TEXT EXTRACT:
Kirby & the Amazing Mirror (2004)
I reckon I picked the wrong time in history to be unphotogenic, you know. Of course I’m arrogant enough to believe I’m a tera-hunk, but it only takes a rogue camera to catch you at your worst and it’s all over, the entire illusion is shattered – it’s ten chins, my hair’s a silvery mess and the gut is hanging right out.
Worse still if you’re photographed alongside somebody who knew where to look and nailed their pose. I’m surrounded by models, experts at getting papped. It got so that I’d dread those social media notifications, where people would snap a single night out using what’d be the olden days equivalent of ten rolls of film. With that many candid photos of you floating around, there was bound to be a few stinkers in there, for the object of your desires to find and cringe at, and for you to gloomily reflect on. After all, you can’t filter every photo to within an inch of its life, can you?
This is why I’ve got to be terribly vain, you see, I have no alternative. I know it’s a deadly sin and all that, but do you know how much of a social suicide it is to look bad in photos? Suicide is a mortal sin too, but if the photos are bad enough then this may become a preferable option, perhaps the only option. And you can’t have a go at me for that, because I guarantee you that I’m no worse than your typical low self-esteem girl preening herself online, or a typical low self-esteem guy for that matter.

STATED TASK: Continue the essay about looking bad in photos, beginning right after its final sentence.

DATA EXCERPTS:
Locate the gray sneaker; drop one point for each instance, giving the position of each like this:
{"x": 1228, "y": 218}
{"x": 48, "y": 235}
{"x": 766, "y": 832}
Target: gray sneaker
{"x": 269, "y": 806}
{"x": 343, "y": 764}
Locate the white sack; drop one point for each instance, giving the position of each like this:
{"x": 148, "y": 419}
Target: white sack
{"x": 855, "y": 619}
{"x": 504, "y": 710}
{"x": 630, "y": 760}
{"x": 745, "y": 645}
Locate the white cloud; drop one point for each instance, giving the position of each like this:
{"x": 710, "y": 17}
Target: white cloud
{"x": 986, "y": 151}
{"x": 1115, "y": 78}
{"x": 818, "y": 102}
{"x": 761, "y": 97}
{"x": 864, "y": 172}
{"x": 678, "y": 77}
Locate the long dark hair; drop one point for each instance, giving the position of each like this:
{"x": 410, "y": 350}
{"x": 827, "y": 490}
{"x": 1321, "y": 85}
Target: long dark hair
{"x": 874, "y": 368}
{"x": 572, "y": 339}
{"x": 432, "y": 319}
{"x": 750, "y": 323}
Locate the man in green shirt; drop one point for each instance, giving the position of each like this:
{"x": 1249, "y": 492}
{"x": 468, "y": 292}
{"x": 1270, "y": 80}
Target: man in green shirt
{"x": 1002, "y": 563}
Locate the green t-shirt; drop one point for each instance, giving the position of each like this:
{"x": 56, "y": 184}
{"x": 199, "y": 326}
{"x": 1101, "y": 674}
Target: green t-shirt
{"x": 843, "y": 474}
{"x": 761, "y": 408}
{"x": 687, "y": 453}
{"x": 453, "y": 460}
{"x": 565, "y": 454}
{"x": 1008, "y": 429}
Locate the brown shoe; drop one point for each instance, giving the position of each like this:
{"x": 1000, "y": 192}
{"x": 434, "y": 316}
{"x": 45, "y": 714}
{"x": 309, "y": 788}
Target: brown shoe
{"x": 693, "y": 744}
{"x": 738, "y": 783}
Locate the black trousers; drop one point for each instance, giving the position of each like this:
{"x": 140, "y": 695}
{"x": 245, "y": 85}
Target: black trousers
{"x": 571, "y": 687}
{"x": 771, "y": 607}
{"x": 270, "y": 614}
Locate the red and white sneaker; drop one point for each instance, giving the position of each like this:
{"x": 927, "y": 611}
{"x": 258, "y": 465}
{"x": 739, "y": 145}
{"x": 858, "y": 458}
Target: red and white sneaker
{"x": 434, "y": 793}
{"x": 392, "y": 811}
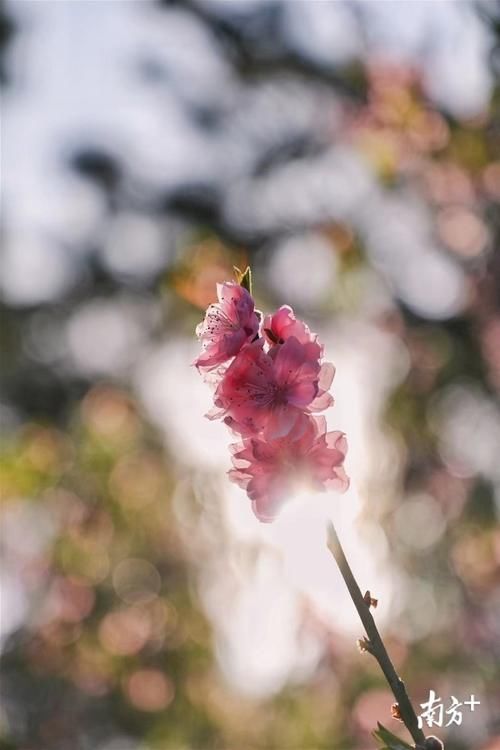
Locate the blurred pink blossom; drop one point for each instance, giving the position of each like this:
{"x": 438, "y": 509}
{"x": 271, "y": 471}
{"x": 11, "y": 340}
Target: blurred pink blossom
{"x": 269, "y": 470}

TASK RESPONSE:
This is why, when my hair approaches its biggest, its most bouffant, I need to give it constant maintenance and observation, because you just never know where the next camera will be. I don’t pass a single water source without applying a bit of it to my hair if I think it may have gone a bit flat and lifeless. Even sweat could do the job, in a pinch. Or, worst case scenario, I’ll break my long-standing rule that forbids me from buying bottled water (at them prices!) if I have a hair emergency going on, or God forbid, a full on hair crisis. Bad hair days, they ain’t just for women, you know.
Sick of hearing all about me? Don’t lie, I know this stuff is applying to you too. How else do you all leave the house looking like models these days? Yous are snakes, and it means I can’t keep up with yous. My best is barely about Chad Thundercock’s worst. And see when the nightclub lighting suddenly flashes on at the end of the night, brighter than the sun? Can you say “double chins” and “forehead folds”?
Only one thing for it, I just don’t leave the house anymore. No more public appearances from me. I’m like the Olympic Flame you know, I just never go out. A shame to have to be housebound, but at least it saves me from the ignominy of embarrassing photographs. It was all getting just a tad stressful.
Still, might as well try one’s best anyway, else there’d be no point in me getting out of bed in the mornings. Hence I spend an awful lot of time looking in the mirrors around the house. We sure got an awful lot of them around here, though I assure you there’s none on the bedroom ceiling – yet. Is that the height of decadence or what?
Anyway, here’s where it still gets puzzling, sometimes frustrating for me – I seem to look wildly different in all the mirrors. No, I’m sure I don’t live in a Haunted Hall of Mirrors, although when I haven’t had enough sleep and I see myself, I sometimes wonder if I’m playing the starring role in a freak show.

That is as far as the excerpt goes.